WHAT YOU ARE ASKED TO DO: Convert everything in the data below, from the line containing "sign reading joanne" down to the line containing "pixel 601 627", into a JSON list of strings with one string per line. Include both of those lines and skip any blank lines.

---

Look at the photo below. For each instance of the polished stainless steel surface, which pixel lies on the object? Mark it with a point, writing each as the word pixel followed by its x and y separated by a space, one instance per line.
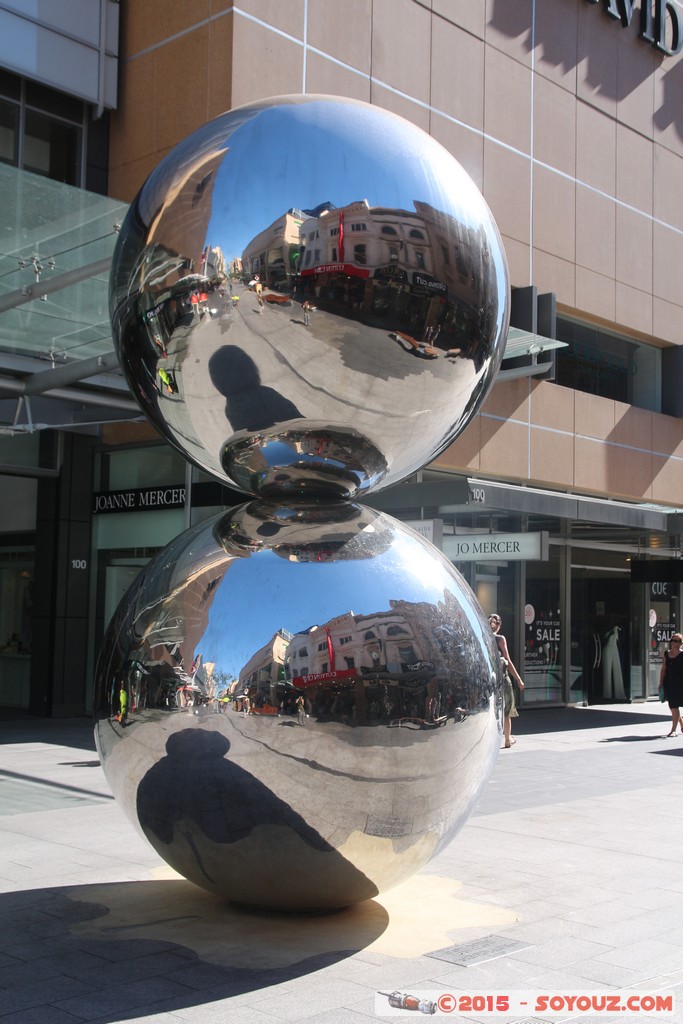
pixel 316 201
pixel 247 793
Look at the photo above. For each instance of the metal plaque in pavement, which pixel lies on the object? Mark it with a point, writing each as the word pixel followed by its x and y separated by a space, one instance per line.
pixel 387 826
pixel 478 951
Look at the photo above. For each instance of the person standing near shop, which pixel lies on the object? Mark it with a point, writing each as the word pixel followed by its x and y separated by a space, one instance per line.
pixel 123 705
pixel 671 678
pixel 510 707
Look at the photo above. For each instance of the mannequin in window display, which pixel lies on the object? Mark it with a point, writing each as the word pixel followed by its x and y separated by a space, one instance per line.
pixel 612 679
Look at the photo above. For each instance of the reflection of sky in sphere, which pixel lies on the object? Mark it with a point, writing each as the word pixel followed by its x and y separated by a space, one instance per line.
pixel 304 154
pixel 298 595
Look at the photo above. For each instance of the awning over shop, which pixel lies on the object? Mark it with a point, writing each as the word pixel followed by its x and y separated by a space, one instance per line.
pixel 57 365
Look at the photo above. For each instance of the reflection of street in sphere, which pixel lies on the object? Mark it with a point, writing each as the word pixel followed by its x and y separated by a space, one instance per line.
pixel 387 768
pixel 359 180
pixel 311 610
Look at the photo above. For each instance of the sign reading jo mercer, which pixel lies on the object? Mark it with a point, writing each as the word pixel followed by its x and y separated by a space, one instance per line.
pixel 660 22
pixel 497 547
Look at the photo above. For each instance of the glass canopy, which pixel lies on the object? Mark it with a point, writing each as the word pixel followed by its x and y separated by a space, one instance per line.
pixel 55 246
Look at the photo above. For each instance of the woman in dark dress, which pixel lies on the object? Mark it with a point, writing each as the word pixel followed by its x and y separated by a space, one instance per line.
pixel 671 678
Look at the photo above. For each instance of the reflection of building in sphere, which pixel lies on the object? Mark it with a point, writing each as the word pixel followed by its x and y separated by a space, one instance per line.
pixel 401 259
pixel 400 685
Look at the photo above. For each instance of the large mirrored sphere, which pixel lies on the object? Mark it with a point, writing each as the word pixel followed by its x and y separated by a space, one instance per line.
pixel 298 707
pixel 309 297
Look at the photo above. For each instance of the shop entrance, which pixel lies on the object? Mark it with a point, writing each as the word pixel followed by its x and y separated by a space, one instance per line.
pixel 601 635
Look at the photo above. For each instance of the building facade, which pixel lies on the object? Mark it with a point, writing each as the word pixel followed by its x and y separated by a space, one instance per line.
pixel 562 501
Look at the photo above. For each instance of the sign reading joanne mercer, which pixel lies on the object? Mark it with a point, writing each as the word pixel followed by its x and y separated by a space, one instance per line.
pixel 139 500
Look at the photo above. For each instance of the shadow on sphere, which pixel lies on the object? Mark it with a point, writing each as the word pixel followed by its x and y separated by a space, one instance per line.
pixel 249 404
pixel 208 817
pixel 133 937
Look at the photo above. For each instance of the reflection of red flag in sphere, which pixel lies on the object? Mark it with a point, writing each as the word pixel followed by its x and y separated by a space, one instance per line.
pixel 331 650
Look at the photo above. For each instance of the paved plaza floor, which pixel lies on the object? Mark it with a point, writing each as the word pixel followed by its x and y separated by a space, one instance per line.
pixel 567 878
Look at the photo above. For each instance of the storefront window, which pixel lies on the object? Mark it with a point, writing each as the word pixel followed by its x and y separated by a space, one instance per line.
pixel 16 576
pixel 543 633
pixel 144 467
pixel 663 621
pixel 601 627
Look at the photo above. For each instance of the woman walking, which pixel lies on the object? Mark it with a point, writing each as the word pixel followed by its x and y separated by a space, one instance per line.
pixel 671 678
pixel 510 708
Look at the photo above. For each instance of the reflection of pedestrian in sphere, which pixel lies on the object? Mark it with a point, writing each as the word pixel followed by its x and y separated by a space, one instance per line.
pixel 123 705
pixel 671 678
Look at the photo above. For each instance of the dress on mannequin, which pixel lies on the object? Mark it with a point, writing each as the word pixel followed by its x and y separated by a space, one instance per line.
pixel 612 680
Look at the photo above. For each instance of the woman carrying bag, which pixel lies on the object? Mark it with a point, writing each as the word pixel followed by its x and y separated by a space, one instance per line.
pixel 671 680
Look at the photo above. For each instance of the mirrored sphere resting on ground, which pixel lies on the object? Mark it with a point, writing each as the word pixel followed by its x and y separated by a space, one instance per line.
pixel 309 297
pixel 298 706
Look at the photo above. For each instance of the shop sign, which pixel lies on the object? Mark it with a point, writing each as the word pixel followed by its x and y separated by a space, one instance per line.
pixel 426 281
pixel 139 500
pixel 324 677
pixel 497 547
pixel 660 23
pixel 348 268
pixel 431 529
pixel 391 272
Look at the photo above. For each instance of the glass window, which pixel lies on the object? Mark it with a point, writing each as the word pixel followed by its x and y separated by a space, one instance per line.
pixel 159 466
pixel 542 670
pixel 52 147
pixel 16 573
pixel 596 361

---

FINISHED TASK:
[
  "Look at the photo above. For each instance of the sign reading joanne mercer, which pixel lies on the object? Mark it with a point, writing each as the word pixel followed by its x and y separated by a space, one instance per line.",
  "pixel 139 500",
  "Look at the photo above. For each instance of the shadow on sphere, which pixel lies on the object? Mark it with a point, writing each as the word pixel followed by its x and y separated by a space, one instance per line.",
  "pixel 249 404",
  "pixel 208 817",
  "pixel 133 937",
  "Look at the photo above. For each instance of the reflection of red flag in sphere, which pixel lies on the object? Mark it with a point, writing each as the word pixel followed by its x and y separated by a space, one instance per line.",
  "pixel 331 650",
  "Look at the photo above. For each instance of the paved plaza floor, which pixel lies on the object? Mark it with a point, writing each as the word pixel followed by its x and y separated by a space, one instance per line.",
  "pixel 567 878",
  "Look at the photo above. For each instance of the storefront window, which pixel lies on the object? Mark it with a point, writing each as the word pixel followed by its x and y separated by a space, one instance per line.",
  "pixel 16 576",
  "pixel 543 633",
  "pixel 144 467",
  "pixel 663 621",
  "pixel 601 627"
]